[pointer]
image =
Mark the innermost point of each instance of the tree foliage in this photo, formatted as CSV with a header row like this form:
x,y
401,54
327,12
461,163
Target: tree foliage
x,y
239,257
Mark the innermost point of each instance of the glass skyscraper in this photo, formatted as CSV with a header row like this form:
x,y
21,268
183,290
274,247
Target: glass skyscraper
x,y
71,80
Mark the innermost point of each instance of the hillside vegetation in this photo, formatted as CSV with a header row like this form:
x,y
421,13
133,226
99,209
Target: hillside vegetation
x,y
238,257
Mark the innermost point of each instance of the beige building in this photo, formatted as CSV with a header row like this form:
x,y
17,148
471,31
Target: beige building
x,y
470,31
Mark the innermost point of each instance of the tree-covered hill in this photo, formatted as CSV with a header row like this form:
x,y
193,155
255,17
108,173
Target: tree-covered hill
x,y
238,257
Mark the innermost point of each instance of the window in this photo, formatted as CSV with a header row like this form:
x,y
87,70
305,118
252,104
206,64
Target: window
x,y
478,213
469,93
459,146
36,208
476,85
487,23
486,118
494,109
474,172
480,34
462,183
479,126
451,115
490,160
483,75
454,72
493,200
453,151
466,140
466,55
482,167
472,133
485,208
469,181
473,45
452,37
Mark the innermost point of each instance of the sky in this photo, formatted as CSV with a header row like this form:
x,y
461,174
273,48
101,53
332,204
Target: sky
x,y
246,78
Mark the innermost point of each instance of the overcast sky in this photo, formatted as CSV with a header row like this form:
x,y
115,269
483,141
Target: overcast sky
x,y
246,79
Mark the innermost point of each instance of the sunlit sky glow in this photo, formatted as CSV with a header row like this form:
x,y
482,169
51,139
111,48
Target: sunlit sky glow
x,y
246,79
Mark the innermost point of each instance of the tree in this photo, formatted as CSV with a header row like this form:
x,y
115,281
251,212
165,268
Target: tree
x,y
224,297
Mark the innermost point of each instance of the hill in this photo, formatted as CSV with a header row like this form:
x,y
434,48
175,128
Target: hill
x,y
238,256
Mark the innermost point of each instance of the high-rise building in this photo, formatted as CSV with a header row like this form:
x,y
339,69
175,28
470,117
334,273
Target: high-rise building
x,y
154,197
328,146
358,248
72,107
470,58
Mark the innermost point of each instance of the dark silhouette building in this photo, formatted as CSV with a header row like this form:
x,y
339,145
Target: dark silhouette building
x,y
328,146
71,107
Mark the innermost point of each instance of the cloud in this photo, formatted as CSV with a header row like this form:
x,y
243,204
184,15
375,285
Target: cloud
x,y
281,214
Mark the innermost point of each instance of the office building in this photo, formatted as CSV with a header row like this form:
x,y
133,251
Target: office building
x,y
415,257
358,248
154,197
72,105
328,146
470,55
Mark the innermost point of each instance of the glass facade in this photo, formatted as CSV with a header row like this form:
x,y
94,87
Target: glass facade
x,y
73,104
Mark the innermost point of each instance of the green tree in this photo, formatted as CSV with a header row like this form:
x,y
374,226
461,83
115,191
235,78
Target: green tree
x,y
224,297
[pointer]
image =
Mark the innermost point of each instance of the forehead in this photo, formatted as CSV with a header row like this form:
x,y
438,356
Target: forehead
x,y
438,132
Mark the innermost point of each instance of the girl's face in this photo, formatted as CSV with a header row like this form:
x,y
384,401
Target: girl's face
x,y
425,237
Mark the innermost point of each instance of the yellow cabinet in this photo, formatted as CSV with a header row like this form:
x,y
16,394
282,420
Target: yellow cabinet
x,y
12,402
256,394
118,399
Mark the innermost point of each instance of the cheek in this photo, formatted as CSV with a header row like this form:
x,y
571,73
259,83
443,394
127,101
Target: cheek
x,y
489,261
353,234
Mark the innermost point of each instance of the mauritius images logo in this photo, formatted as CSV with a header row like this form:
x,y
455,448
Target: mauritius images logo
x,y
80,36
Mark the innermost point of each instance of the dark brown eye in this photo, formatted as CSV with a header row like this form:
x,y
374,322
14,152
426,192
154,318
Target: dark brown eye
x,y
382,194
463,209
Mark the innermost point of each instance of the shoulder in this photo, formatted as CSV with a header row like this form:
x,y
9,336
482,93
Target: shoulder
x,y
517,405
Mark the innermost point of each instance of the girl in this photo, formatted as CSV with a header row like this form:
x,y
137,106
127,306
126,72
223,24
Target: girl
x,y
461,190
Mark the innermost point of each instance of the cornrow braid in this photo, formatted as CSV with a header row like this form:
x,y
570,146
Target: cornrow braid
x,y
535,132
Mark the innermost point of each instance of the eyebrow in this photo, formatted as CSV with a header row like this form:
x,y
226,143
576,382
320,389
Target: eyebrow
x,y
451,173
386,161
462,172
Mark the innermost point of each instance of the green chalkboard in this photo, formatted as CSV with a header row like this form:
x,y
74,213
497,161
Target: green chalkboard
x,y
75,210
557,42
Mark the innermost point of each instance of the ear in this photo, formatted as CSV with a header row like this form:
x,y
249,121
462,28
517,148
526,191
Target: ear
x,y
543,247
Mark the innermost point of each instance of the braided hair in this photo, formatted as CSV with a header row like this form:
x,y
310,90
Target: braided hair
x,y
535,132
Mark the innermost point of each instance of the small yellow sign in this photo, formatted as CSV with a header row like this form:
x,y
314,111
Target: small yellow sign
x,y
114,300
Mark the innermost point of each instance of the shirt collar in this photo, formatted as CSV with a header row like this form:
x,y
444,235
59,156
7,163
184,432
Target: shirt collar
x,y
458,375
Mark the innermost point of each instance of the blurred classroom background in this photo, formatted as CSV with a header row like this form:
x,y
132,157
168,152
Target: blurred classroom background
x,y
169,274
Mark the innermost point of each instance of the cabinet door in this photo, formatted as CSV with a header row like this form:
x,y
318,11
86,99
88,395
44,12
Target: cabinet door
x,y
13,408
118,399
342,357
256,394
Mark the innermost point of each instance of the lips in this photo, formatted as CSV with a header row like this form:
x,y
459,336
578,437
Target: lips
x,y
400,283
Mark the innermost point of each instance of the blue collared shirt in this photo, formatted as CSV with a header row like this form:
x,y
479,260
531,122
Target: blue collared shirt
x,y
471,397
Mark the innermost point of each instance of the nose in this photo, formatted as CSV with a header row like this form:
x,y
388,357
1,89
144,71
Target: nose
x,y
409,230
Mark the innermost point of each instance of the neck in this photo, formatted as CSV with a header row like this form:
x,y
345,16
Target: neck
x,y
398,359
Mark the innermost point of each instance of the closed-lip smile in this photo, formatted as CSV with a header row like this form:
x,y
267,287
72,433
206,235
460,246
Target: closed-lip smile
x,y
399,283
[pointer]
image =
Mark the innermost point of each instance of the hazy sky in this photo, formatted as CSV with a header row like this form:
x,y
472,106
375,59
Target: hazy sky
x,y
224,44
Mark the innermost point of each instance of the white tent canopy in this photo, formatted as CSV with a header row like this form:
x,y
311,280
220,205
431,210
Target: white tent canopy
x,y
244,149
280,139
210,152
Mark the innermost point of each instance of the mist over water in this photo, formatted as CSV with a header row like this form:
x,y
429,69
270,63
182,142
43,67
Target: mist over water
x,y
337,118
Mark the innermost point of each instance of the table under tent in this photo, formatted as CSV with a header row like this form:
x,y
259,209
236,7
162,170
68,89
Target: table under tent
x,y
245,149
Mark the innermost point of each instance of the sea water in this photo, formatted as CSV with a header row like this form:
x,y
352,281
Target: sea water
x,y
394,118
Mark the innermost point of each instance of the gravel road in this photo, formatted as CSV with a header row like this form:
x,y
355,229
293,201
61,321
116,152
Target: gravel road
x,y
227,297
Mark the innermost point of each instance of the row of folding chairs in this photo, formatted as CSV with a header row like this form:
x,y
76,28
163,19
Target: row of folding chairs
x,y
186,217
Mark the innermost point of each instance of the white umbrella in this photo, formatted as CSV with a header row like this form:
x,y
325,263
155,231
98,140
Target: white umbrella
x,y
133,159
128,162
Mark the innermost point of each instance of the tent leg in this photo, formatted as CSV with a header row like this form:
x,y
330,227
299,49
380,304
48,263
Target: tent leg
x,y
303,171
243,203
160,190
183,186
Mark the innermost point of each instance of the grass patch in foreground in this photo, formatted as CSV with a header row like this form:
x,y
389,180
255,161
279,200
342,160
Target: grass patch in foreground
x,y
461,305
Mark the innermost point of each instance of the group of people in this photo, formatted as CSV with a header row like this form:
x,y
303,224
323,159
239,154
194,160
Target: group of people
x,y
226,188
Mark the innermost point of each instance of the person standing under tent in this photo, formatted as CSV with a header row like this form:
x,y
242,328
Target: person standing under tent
------------------------------------------------------------------------
> [YOUR OBJECTIVE]
From the material above, copy out every line bearing the string "standing".

> [RESPONSE]
Mark the innermost point of each instance of the person standing under tent in this photo, formatted as CSV with a header row like this form:
Target: person standing under tent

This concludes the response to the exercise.